--- MATERIAL ---

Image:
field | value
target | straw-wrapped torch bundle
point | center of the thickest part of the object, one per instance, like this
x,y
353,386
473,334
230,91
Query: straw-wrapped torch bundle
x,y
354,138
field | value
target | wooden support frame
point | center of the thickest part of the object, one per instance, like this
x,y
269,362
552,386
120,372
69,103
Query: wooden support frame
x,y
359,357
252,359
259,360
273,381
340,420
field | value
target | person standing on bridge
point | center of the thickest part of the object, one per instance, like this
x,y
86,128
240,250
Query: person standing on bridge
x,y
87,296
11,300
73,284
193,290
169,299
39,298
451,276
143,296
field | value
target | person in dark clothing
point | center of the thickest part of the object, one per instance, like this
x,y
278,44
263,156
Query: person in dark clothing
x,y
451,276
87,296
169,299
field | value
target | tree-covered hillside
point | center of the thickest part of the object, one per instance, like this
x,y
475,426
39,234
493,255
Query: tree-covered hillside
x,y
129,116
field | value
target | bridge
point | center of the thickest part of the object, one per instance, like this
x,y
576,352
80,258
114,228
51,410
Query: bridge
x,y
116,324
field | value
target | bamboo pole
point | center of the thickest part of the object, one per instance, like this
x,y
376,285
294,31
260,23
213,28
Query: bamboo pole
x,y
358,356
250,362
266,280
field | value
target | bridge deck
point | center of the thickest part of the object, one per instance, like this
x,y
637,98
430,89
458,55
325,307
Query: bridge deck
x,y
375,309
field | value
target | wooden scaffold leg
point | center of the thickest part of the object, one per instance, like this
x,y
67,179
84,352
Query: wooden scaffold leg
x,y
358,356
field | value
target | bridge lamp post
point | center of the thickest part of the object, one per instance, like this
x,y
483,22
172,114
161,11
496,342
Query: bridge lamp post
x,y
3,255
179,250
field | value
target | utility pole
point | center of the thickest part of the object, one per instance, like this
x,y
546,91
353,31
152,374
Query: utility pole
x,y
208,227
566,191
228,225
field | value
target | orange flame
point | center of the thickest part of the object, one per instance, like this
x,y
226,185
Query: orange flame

---

WHAT THE TASK REQUIRES: Go through the records and print each one exactly.

COMPLETE ANSWER:
Image:
field | value
target | straw-wrapped torch bundle
point | center of the thickest part of the object, one per instance, like this
x,y
353,386
473,334
230,91
Query: straw-wrapped torch bundle
x,y
354,138
field | value
target | wooden support frame
point | center of the thickest part of the object, one per instance, like this
x,y
269,362
552,386
120,372
69,103
Query: wooden support frame
x,y
359,357
252,359
259,360
273,381
340,420
field | value
target | person standing on bridge
point | center of the thickest part of the object, one per instance, like this
x,y
86,128
240,250
Query: person standing on bridge
x,y
87,296
11,300
73,284
193,290
169,299
39,298
451,276
143,296
field | value
target | person in dark clothing
point | center of the thickest part of the object, one per instance, like this
x,y
278,44
263,156
Query: person in dark clothing
x,y
451,276
87,296
169,299
field | value
target | tree-covered hillside
point | center of the thickest part of the object, one per instance, like this
x,y
475,426
39,234
493,255
Query: tree-covered hillside
x,y
129,116
field | value
target | bridge
point | center of the thickest part of the object, one per instance, like this
x,y
576,352
80,258
114,228
51,410
Query: bridge
x,y
116,324
field | value
target | bamboo pole
point | center of the thickest part of the object, one per instance, like this
x,y
376,285
294,31
260,23
213,28
Query: bamboo pole
x,y
358,356
250,362
266,280
field | value
target | bridge deck
point | center of the thickest part of the object, one per instance, like this
x,y
637,98
430,89
458,55
325,307
Query: bridge deck
x,y
375,309
field | value
target | wooden scaffold leg
point | center of the thickest part of the object, one per instance, like this
x,y
67,179
84,352
Query: wooden scaffold leg
x,y
358,356
field | value
target | bridge lamp post
point | center of the thickest part of the object, one per instance, like this
x,y
483,22
172,114
161,11
496,342
Query: bridge lamp post
x,y
3,255
179,250
field | value
target | utility pole
point | center of the thickest part of the object, one per instance, like this
x,y
546,91
353,31
152,374
Query: utility pole
x,y
208,227
566,191
228,225
field | value
target | orange flame
point | center of the thickest part of the object, one per instance, like this
x,y
226,185
Query: orange flame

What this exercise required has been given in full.